───── SOURCE DATA
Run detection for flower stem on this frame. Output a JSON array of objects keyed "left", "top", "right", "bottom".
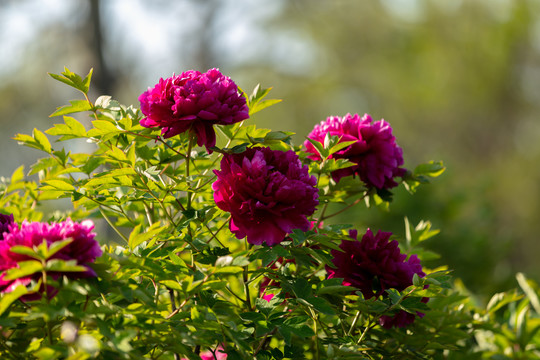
[{"left": 244, "top": 266, "right": 251, "bottom": 311}]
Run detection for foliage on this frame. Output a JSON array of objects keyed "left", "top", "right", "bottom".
[{"left": 0, "top": 69, "right": 540, "bottom": 360}]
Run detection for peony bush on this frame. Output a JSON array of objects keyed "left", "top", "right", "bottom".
[{"left": 0, "top": 69, "right": 540, "bottom": 360}]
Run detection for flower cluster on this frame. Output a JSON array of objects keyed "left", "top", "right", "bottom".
[
  {"left": 326, "top": 229, "right": 427, "bottom": 328},
  {"left": 212, "top": 147, "right": 319, "bottom": 246},
  {"left": 0, "top": 219, "right": 102, "bottom": 293},
  {"left": 139, "top": 69, "right": 249, "bottom": 151},
  {"left": 304, "top": 114, "right": 406, "bottom": 189},
  {"left": 0, "top": 214, "right": 15, "bottom": 240}
]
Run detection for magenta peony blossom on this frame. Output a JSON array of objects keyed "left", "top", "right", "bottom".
[
  {"left": 0, "top": 213, "right": 15, "bottom": 240},
  {"left": 304, "top": 114, "right": 406, "bottom": 189},
  {"left": 181, "top": 346, "right": 227, "bottom": 360},
  {"left": 326, "top": 229, "right": 428, "bottom": 328},
  {"left": 0, "top": 219, "right": 102, "bottom": 293},
  {"left": 139, "top": 69, "right": 249, "bottom": 149},
  {"left": 212, "top": 147, "right": 319, "bottom": 246}
]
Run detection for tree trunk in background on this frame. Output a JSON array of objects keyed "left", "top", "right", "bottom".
[{"left": 84, "top": 0, "right": 117, "bottom": 95}]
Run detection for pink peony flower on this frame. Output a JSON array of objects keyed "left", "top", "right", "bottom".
[
  {"left": 212, "top": 147, "right": 319, "bottom": 246},
  {"left": 181, "top": 346, "right": 227, "bottom": 360},
  {"left": 0, "top": 219, "right": 102, "bottom": 298},
  {"left": 0, "top": 214, "right": 15, "bottom": 240},
  {"left": 326, "top": 229, "right": 428, "bottom": 328},
  {"left": 304, "top": 114, "right": 406, "bottom": 189},
  {"left": 139, "top": 69, "right": 249, "bottom": 152}
]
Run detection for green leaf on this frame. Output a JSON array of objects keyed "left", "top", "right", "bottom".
[
  {"left": 305, "top": 296, "right": 336, "bottom": 315},
  {"left": 45, "top": 116, "right": 86, "bottom": 141},
  {"left": 4, "top": 260, "right": 43, "bottom": 280},
  {"left": 128, "top": 222, "right": 164, "bottom": 250},
  {"left": 414, "top": 161, "right": 446, "bottom": 177},
  {"left": 248, "top": 84, "right": 281, "bottom": 116},
  {"left": 45, "top": 259, "right": 88, "bottom": 272},
  {"left": 32, "top": 129, "right": 51, "bottom": 154},
  {"left": 49, "top": 100, "right": 92, "bottom": 117},
  {"left": 47, "top": 238, "right": 73, "bottom": 259},
  {"left": 43, "top": 179, "right": 75, "bottom": 191},
  {"left": 306, "top": 138, "right": 330, "bottom": 160},
  {"left": 9, "top": 245, "right": 45, "bottom": 260},
  {"left": 160, "top": 280, "right": 183, "bottom": 291},
  {"left": 516, "top": 273, "right": 540, "bottom": 314}
]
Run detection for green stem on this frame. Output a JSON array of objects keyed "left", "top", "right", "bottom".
[
  {"left": 244, "top": 266, "right": 251, "bottom": 311},
  {"left": 186, "top": 138, "right": 193, "bottom": 209},
  {"left": 347, "top": 310, "right": 360, "bottom": 336},
  {"left": 99, "top": 207, "right": 129, "bottom": 244},
  {"left": 320, "top": 193, "right": 367, "bottom": 221}
]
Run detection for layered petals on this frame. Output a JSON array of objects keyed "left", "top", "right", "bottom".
[
  {"left": 0, "top": 219, "right": 102, "bottom": 294},
  {"left": 139, "top": 69, "right": 249, "bottom": 152},
  {"left": 304, "top": 114, "right": 406, "bottom": 189},
  {"left": 212, "top": 147, "right": 319, "bottom": 246},
  {"left": 326, "top": 229, "right": 428, "bottom": 328}
]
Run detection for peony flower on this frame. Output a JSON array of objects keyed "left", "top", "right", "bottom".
[
  {"left": 0, "top": 213, "right": 15, "bottom": 240},
  {"left": 326, "top": 229, "right": 428, "bottom": 328},
  {"left": 212, "top": 147, "right": 319, "bottom": 246},
  {"left": 0, "top": 219, "right": 102, "bottom": 293},
  {"left": 304, "top": 114, "right": 406, "bottom": 189},
  {"left": 139, "top": 69, "right": 249, "bottom": 152},
  {"left": 181, "top": 346, "right": 227, "bottom": 360}
]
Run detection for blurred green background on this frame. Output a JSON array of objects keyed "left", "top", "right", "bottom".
[{"left": 0, "top": 0, "right": 540, "bottom": 294}]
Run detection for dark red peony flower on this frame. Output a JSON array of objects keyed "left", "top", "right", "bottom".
[
  {"left": 304, "top": 114, "right": 406, "bottom": 189},
  {"left": 326, "top": 229, "right": 428, "bottom": 328},
  {"left": 212, "top": 147, "right": 319, "bottom": 246},
  {"left": 0, "top": 214, "right": 15, "bottom": 240},
  {"left": 139, "top": 69, "right": 249, "bottom": 149},
  {"left": 0, "top": 219, "right": 102, "bottom": 300}
]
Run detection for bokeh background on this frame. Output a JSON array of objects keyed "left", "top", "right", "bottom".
[{"left": 0, "top": 0, "right": 540, "bottom": 296}]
──────────
# WHAT YOU ARE ASKED TO DO
Which of the lines above contain the string "stem"? Copy out each one, matching case exactly.

# REPLY TO THE TASK
Run detection for flower stem on this frame. Output a JSON array of objects keyed "left", "top", "right", "bottom".
Run detection for green stem on this frame. Output a JSON array of objects keyed "left", "top", "right", "bottom".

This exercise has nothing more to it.